_Task to complete_. Give back all of the data, word for word.

_Data listing_.
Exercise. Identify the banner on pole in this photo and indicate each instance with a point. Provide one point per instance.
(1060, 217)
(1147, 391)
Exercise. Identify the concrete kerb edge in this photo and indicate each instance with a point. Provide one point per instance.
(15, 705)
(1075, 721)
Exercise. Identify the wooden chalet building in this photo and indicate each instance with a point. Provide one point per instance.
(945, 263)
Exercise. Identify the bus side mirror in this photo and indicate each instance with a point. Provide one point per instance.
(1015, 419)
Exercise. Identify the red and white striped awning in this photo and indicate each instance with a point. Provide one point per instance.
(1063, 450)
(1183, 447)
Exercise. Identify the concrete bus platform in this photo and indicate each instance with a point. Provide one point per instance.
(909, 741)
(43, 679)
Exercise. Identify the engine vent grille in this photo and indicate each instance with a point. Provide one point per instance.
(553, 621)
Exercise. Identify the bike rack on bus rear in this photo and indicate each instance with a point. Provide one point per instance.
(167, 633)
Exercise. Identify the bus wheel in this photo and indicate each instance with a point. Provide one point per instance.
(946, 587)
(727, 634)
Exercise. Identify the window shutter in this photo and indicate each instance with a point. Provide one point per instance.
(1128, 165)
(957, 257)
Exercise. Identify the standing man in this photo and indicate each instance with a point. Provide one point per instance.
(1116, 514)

_Exercise output_.
Exercise. Identify the banner on pole in this photo and indicate each instance with a point. Provide one point per instance.
(1060, 217)
(1147, 391)
Exercise. Identify the concrete kerb edge in this photo and indicate each instance with a point. Provide one point per instance.
(15, 705)
(1075, 721)
Exercise. Identify the wooden chalet building in this photo and indicate each instance with a point. Provide one point per instance.
(945, 263)
Exercise. Identify the bus side mirror in this photo and indicate each instance with a point. Provide one point per instance.
(1015, 419)
Exercise. Identify the red and white striped awning in this photo and indicate each instance with a point. Provide one point per instance.
(1063, 450)
(1183, 447)
Exercise. Identify the concrete bus platform in this photo and indicate each instance with a point. Provide one point per instance.
(909, 741)
(43, 679)
Exercise. Identify the engine vent grille in this photo and indicate each instance with a point. Provide one point per instance.
(553, 621)
Exercise. Identify the bike rack on bus rear in this photo and indicate each instance with a point. Provide one point per instance.
(167, 633)
Exercise. Identify the bus wheel in this photo and indicate each instance with a point. Provide one point per instance.
(946, 587)
(727, 634)
Exercise. Identify the window shutter in this photo and indicate each instance with a point. Provide one point per instance.
(1128, 165)
(957, 257)
Exercise. Identify the standing man in this photo and indicate each instance with a point. Provide one point per instance.
(1116, 514)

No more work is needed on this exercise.